> _What the task asks_
Omitting all images, set down every line below exactly as it appears.

Content starts

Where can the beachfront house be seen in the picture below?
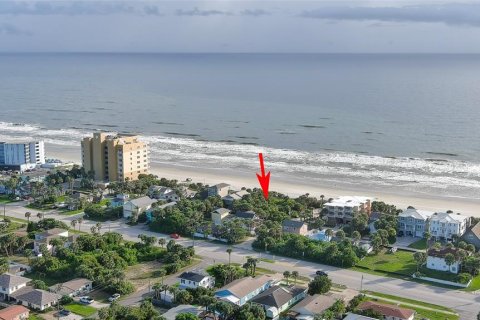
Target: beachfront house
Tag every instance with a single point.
(413, 222)
(194, 280)
(220, 189)
(277, 299)
(243, 290)
(219, 214)
(436, 260)
(342, 209)
(388, 311)
(295, 226)
(447, 225)
(137, 206)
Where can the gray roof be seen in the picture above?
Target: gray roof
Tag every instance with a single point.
(9, 280)
(293, 223)
(278, 296)
(35, 296)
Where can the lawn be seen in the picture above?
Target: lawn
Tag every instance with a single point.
(420, 244)
(80, 309)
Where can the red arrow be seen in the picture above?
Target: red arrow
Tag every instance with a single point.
(263, 179)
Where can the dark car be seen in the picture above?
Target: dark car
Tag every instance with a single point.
(321, 273)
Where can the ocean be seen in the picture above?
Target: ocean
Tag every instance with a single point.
(391, 122)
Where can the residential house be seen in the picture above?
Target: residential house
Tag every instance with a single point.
(446, 226)
(342, 210)
(295, 226)
(436, 260)
(277, 299)
(73, 288)
(55, 233)
(220, 189)
(310, 306)
(389, 312)
(413, 222)
(472, 236)
(35, 298)
(219, 214)
(10, 283)
(137, 206)
(14, 313)
(194, 280)
(243, 290)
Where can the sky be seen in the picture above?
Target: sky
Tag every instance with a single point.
(359, 26)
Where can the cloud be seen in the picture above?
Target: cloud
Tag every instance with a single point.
(11, 30)
(254, 12)
(203, 13)
(466, 14)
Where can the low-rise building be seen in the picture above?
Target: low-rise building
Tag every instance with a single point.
(413, 222)
(194, 280)
(342, 209)
(436, 260)
(137, 206)
(10, 283)
(388, 311)
(219, 214)
(243, 290)
(277, 299)
(310, 306)
(14, 313)
(446, 225)
(295, 226)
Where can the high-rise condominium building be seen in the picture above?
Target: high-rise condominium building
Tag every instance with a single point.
(23, 155)
(114, 157)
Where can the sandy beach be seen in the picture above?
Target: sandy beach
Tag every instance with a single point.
(292, 186)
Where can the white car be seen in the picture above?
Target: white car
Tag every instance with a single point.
(114, 297)
(86, 300)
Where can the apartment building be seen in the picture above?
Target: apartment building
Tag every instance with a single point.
(342, 209)
(446, 225)
(115, 157)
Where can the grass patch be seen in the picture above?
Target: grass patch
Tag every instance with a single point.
(420, 244)
(80, 309)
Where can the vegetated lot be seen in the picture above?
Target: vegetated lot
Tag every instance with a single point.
(81, 309)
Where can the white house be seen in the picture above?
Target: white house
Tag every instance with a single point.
(436, 260)
(194, 280)
(137, 206)
(10, 283)
(444, 225)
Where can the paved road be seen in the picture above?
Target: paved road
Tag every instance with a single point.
(467, 304)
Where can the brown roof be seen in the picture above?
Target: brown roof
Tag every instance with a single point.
(12, 312)
(442, 252)
(387, 310)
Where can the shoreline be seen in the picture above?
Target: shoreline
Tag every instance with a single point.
(292, 186)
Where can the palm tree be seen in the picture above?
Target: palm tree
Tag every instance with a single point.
(28, 214)
(229, 251)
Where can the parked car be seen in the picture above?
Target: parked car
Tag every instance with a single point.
(86, 300)
(114, 297)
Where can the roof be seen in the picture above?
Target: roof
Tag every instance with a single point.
(9, 280)
(442, 252)
(315, 304)
(293, 223)
(143, 202)
(246, 215)
(417, 214)
(242, 287)
(387, 310)
(12, 312)
(192, 276)
(35, 296)
(277, 296)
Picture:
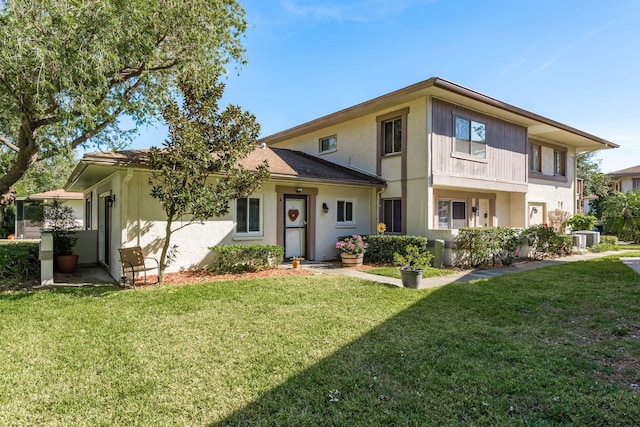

Content ends

> _Result below_
Where can the beachfront house be seen in the picture below?
Target: beachfront house
Tag every instance with a single point.
(413, 222)
(194, 280)
(220, 189)
(277, 299)
(243, 290)
(219, 214)
(436, 260)
(342, 209)
(388, 311)
(295, 226)
(447, 225)
(137, 206)
Where can the gray roof be seen in the picture above?
Target: gray roof
Tag every instance with a single point.
(9, 280)
(293, 223)
(278, 296)
(35, 296)
Where can the lawn be seen in the picture above?
Target: lawn
Tag every instance with a single point.
(420, 244)
(80, 309)
Where can the red arrow be seen in the picture above?
Target: red arrow
Tag every instance with a single point.
(263, 179)
Where can the dark car be seen in the picture above?
Target: dark car
Tag every instance with a single point.
(321, 273)
Where can the ocean be seen in the picture above?
Target: ocean
Tag every instance with a single point.
(391, 122)
Where can the residential house be seen in the picture above?
Target: residential house
Tag every instance with a single point.
(446, 226)
(342, 210)
(295, 226)
(436, 260)
(277, 299)
(73, 288)
(55, 233)
(220, 189)
(310, 306)
(389, 312)
(413, 222)
(472, 236)
(35, 298)
(219, 214)
(10, 283)
(137, 206)
(14, 313)
(194, 280)
(243, 290)
Where can the sky be seen in the picture above?
Target: sky
Tag every instance with a single point.
(359, 26)
Where can the cloud be seen in the picture above?
Target: cloud
Tag every instance with a single point.
(11, 30)
(254, 12)
(203, 13)
(466, 14)
Where can the low-rise building be seen in the picture above?
Target: low-rise building
Tag every instance with a single point.
(413, 222)
(194, 280)
(342, 209)
(436, 260)
(137, 206)
(10, 283)
(388, 311)
(219, 214)
(243, 290)
(277, 299)
(310, 306)
(14, 313)
(446, 225)
(295, 226)
Where can the high-rise condominium building be seen in the picture above?
Target: high-rise condominium building
Tag every instance with a single point.
(23, 155)
(114, 157)
Where can the sandy beach be seen in the picture above?
Target: sandy beach
Tag every instance with a single point.
(292, 186)
Where can the white car be seen in the picture above?
Target: white car
Tag every instance with a single point.
(114, 297)
(86, 300)
Where can the apartment building be seen in the picture above?
Target: apartment building
Tag every instance with a single point.
(342, 209)
(446, 225)
(115, 157)
Where can the grass patch be seen in the picture above?
Target: grass patch
Tag every instance with a single point.
(420, 244)
(80, 309)
Where can the vegetated lot be seen in the picture above?
Target: vegetated lot
Tag every instance with a single point.
(81, 309)
Where can the white house be seen in the picture above?
Target: white house
Tag every instance with a single point.
(436, 260)
(194, 280)
(137, 206)
(10, 283)
(444, 225)
Where can the paved road be seen in the picture above?
Target: paved road
Tag every instance with a single point.
(467, 304)
Where can the brown roof be seen in the picture above?
Target: brown roof
Tag every instance with a single point.
(12, 312)
(442, 252)
(387, 310)
Where can the shoreline be seen in the picture above?
Target: shoreline
Tag every instance with a single point.
(292, 186)
Where can the palm tree be seen in the picture above?
Target: palm tree
Tag every instance with a single point.
(28, 214)
(229, 251)
Where can the parked car be seen in the picture above?
Target: parked car
Tag every instance with a single point.
(86, 300)
(114, 297)
Where can the roof be seen in the picture above?
Target: roof
Tag every instance with a single point.
(9, 280)
(442, 252)
(315, 304)
(293, 223)
(143, 202)
(246, 215)
(417, 214)
(242, 287)
(387, 310)
(12, 312)
(192, 276)
(35, 296)
(277, 296)
Picture:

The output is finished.